→ **WORK TO DO**: Reproduce each of the items below verbatim, from the first line to the last.

>> begin DATA TO USE

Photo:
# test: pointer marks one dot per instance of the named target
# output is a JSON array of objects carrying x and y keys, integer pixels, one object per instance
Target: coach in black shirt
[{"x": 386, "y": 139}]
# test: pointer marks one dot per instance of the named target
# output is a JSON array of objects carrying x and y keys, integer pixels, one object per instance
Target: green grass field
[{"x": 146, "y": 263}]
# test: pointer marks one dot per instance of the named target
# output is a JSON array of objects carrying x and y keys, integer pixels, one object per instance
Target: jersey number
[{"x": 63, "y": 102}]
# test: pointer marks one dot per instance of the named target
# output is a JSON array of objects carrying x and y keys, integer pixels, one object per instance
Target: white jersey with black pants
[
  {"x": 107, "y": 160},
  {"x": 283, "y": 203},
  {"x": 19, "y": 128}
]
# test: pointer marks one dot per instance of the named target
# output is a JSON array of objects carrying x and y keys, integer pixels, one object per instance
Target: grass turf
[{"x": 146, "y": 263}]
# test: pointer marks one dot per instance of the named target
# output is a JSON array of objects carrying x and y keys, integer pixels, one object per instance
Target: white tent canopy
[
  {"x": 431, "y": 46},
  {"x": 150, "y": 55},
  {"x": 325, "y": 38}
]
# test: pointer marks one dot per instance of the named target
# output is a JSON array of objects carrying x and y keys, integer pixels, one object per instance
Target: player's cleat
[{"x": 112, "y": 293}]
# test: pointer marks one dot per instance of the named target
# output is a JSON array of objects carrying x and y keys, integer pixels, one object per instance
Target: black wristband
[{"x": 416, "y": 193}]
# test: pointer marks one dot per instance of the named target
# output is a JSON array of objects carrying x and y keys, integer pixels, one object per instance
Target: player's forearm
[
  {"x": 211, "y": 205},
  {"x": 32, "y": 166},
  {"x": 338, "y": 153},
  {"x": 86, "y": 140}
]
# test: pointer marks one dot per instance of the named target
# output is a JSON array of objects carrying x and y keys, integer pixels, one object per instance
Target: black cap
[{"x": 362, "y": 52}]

>> end DATA TO USE

→ **WRITTEN RESPONSE**:
Photo:
# test: pointer marks one dot per instance of the named target
# output is a JSON array of objects carrying x and y keys, integer pixels, one object per instance
Target: coach in black shirt
[{"x": 386, "y": 139}]
# test: pointer marks one dot per instance of the named target
# output is a JSON array of objects carrying x and y keys, integer pixels, one object per instance
Target: green grass field
[{"x": 146, "y": 263}]
# test: pointer marks one dot per instance of the named target
# output is a JSON array of objects carrying x and y keys, integer pixels, one object per instance
Target: jersey number
[{"x": 63, "y": 102}]
# test: pointer marks one dot per instance of the named target
# output is a JSON array of objects carrying x and y keys, integer pixels, one object per instance
Target: white jersey with black pants
[
  {"x": 107, "y": 160},
  {"x": 283, "y": 203},
  {"x": 19, "y": 128}
]
# test: pointer marks one dot per instance of the named target
# output is a JSON array of objects carrying x and y keys, integer pixels, one object per instance
Target: grass turf
[{"x": 146, "y": 263}]
# test: pointer marks one dot per instance of the named target
# output is a JSON array of objects carrying x and y keys, integer pixels, one object per instance
Target: white tent canopy
[
  {"x": 431, "y": 46},
  {"x": 150, "y": 55},
  {"x": 325, "y": 38}
]
# test: pointer marks one dot per instance of the named target
# output is a JSON array of objects carrying x and y keys, integer pixels, one object per instance
Target: player's cleat
[{"x": 112, "y": 293}]
# test: pointer marks one dot per instance of the named target
# output is a JSON array of objects carrying x and y keys, integer pixels, one object per instance
Target: black wristband
[{"x": 416, "y": 193}]
# test: pointer marks one dot per instance of the named target
# output is a JSON array of objects carrying x and y keys, integer pixels, one object per instance
Target: player's forearm
[
  {"x": 211, "y": 205},
  {"x": 32, "y": 166},
  {"x": 338, "y": 153},
  {"x": 86, "y": 140}
]
# test: pointer marks one dot per instance of the named target
# output is a JSON array of objects carrying x and y keys, integer pixels, one object per instance
Target: black cap
[{"x": 362, "y": 52}]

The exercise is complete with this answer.